Istruzioni del compito: Citi testualmente, dal testo su Paolo Borsellino, tutto ciò che va da “Paolo Borsellino, un” fino a “titolo, un eroe.”.

Brano citato:
-*-

Paolo Borsellino, un eroe
Oggi è il giorno del 23° anniversario della morte del magistrato Paolo Borsellino, morto insieme agli uomini della sua scorta per mano di "cosa nostra", il 19 luglio del ’92, nell’agguato di via d’Amelio a Palermo. Nella strada che lo stava portando dall’amata madre, sotto l’abitazione, era stata posizionata infatti una macchina imbottita di tritolo che è esplosa al suo passaggio. Come ogni anno appare doveroso alla coscienza di noi giornalisti portare alla ribalta la memoria di quest’uomo che non ha solo scritto, insieme al giudice amico Giovanni Falcone, le pagine più importanti dell’antimafia a Palermo, ma che in nome della giustizia, e consapevole dei rischi che correva, si è concesso anche al martirio, e per questo è stato definito, a pieno titolo, un eroe.
Parlare di Borsellino, come di lotta alla criminalità organizzata, non è esattamente però così semplice, perché la realtà dei fatti di ogni giorno ci obbliga a prendere atto di notizie nefaste o tristi con una certa regolarità, come quella che riguarda la figlia di Borsellino, Lucia, da poco uscita dalla giunta Crocetta, dimettendosi dal suo ruolo di assessore regionale alla Salute, proprio per aver notato “un abbassamento di tensione, anche morale” all’interno, e non solo: è fresca la notizia che Matteo Tutino, il medico-chirurgo (oggi in arresto) portato alla ribalta dallo stesso governatore della Sicilia, Rosario Crocetta, che l’aveva posto come primario a Villa Sofia a Palermo, parrebbe aver detto anche parole pesantissime, in una loro conversazione intercettata, sulla Borsellino, quali: «Lucia Borsellino, va fermata, va fatta fuori come suo padre».

-*-

I dati:
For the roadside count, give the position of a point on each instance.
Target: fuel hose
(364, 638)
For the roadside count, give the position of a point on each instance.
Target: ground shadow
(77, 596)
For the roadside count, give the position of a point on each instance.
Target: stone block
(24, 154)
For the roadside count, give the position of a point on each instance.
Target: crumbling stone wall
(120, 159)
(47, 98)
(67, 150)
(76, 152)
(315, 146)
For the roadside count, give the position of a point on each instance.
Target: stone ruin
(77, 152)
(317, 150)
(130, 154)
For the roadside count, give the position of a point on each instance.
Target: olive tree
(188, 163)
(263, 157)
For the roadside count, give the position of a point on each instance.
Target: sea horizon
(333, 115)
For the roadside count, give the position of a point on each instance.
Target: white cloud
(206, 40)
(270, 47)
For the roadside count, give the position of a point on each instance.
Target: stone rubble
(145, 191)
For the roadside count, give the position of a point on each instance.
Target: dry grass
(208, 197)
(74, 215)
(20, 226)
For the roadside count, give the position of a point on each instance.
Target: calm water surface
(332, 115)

-*-

Spazio della risposta:
Paolo Borsellino, un eroe
Oggi è il giorno del 23° anniversario della morte del magistrato Paolo Borsellino, morto insieme agli uomini della sua scorta per mano di "cosa nostra", il 19 luglio del ’92, nell’agguato di via d’Amelio a Palermo. Nella strada che lo stava portando dall’amata madre, sotto l’abitazione, era stata posizionata infatti una macchina imbottita di tritolo che è esplosa al suo passaggio. Come ogni anno appare doveroso alla coscienza di noi giornalisti portare alla ribalta la memoria di quest’uomo che non ha solo scritto, insieme al giudice amico Giovanni Falcone, le pagine più importanti dell’antimafia a Palermo, ma che in nome della giustizia, e consapevole dei rischi che correva, si è concesso anche al martirio, e per questo è stato definito, a pieno titolo, un eroe.